== DATA ROWS ==
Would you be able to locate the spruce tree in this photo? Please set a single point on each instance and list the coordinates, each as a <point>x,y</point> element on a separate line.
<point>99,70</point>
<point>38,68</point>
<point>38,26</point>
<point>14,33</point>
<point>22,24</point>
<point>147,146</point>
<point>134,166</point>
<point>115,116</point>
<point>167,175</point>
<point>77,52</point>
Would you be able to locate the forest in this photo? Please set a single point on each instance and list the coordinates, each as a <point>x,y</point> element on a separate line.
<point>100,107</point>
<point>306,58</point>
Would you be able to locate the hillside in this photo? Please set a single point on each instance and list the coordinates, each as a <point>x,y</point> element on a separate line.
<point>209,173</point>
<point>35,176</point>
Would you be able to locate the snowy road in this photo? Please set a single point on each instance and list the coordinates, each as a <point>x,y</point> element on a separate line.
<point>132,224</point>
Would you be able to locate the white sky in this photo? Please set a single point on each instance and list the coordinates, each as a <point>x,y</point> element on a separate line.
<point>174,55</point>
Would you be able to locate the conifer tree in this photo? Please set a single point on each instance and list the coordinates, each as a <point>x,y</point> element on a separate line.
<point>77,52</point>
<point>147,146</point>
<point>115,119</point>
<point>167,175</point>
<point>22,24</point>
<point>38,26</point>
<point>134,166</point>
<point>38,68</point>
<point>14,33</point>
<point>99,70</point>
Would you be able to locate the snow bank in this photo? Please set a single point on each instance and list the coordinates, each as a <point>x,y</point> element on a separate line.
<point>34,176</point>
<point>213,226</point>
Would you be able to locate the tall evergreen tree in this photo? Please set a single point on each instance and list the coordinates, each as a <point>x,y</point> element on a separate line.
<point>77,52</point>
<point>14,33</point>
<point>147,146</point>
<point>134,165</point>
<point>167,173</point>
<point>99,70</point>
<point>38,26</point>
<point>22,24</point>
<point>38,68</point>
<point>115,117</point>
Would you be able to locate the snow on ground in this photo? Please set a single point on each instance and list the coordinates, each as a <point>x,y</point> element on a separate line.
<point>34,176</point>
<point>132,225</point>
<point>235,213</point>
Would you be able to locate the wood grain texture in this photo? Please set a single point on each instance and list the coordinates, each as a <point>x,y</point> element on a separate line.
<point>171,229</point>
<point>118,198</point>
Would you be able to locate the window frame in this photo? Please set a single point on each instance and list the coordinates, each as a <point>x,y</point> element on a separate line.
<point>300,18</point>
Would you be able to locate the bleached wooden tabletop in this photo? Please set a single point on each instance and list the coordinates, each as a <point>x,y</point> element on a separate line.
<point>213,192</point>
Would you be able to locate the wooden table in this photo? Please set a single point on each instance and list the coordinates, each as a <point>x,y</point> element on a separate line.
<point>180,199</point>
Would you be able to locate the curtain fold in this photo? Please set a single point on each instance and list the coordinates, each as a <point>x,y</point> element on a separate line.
===
TO DO | Rewrite every entry above as a numbered list with one line per number, dropping any blank lines.

TASK ANSWER |
1. Would you be able to locate the spruce tree in this photo? Please set a single point on each instance and list the coordinates, each as a <point>x,y</point> element on a separate line.
2. <point>99,70</point>
3. <point>38,68</point>
4. <point>38,26</point>
5. <point>14,33</point>
6. <point>22,24</point>
7. <point>147,146</point>
8. <point>134,166</point>
9. <point>115,116</point>
10. <point>167,175</point>
11. <point>77,52</point>
12. Would you be able to locate the forest in this photo? Please set a single point on each instance and list the coordinates, each as a <point>x,y</point> element on a separate line.
13. <point>100,107</point>
14. <point>306,58</point>
15. Would you be able to locate the hillside in this photo? Please set a single point on each instance and list the coordinates, each as a <point>x,y</point> element on a separate line.
16. <point>209,173</point>
17. <point>35,176</point>
18. Would you be able to locate the snowy road in this photo? Please set a single point on each instance and list the coordinates, each as a <point>x,y</point> element on a separate line.
19. <point>132,224</point>
20. Would you be able to locate the white sky in this photo? Please set a single point on each instance and list the coordinates, each as a <point>x,y</point> element on a separate line.
21. <point>174,55</point>
22. Would you be able to locate the conifer tree in this photo? Please set a single point on each instance and list the coordinates, each as a <point>x,y</point> element on a separate line.
23. <point>77,52</point>
24. <point>147,146</point>
25. <point>115,119</point>
26. <point>167,175</point>
27. <point>22,24</point>
28. <point>38,26</point>
29. <point>134,166</point>
30. <point>38,68</point>
31. <point>14,33</point>
32. <point>99,70</point>
33. Would you be able to locate the snow bank in this photo? Please set a single point on each instance and list the coordinates, each as a <point>x,y</point> element on a separate line.
34. <point>34,176</point>
35. <point>213,226</point>
36. Would you be able to locate the tall evergreen tree in this photo? Please set a single point on each instance and list the coordinates, each as a <point>x,y</point> element on a separate line.
37. <point>77,52</point>
38. <point>14,33</point>
39. <point>147,146</point>
40. <point>134,165</point>
41. <point>167,173</point>
42. <point>99,70</point>
43. <point>38,26</point>
44. <point>22,24</point>
45. <point>38,68</point>
46. <point>115,117</point>
47. Would you be able to locate the snow on ground in this photo? Please set a single point on each instance and list the coordinates, each as a <point>x,y</point> element on a separate line.
48. <point>34,176</point>
49. <point>132,225</point>
50. <point>235,213</point>
51. Would you be able to locate the wood grain texture in this photo? Please set a single point on each instance and list the coordinates, each as a <point>x,y</point> element on a separate line.
52. <point>171,229</point>
53. <point>118,198</point>
54. Would you be able to locate the window frame in this photo? Please set a single point on each instance and list the coordinates, each as a <point>x,y</point> element on a separate line.
55. <point>300,18</point>
56. Would you be able to locate the bleached wooden tabletop in this photo? Please set a single point on each instance and list the coordinates, each as a <point>x,y</point> element on a separate line.
57. <point>213,192</point>
58. Would you be able to locate the wooden table in this photo? Please set a single point on each instance and list the coordinates, each as a <point>x,y</point> element on a separate line.
59. <point>180,199</point>
60. Would you be able to locate the curtain fold in this photo? Please set a single point on each instance and list the coordinates, each as a <point>x,y</point> element on a separate line.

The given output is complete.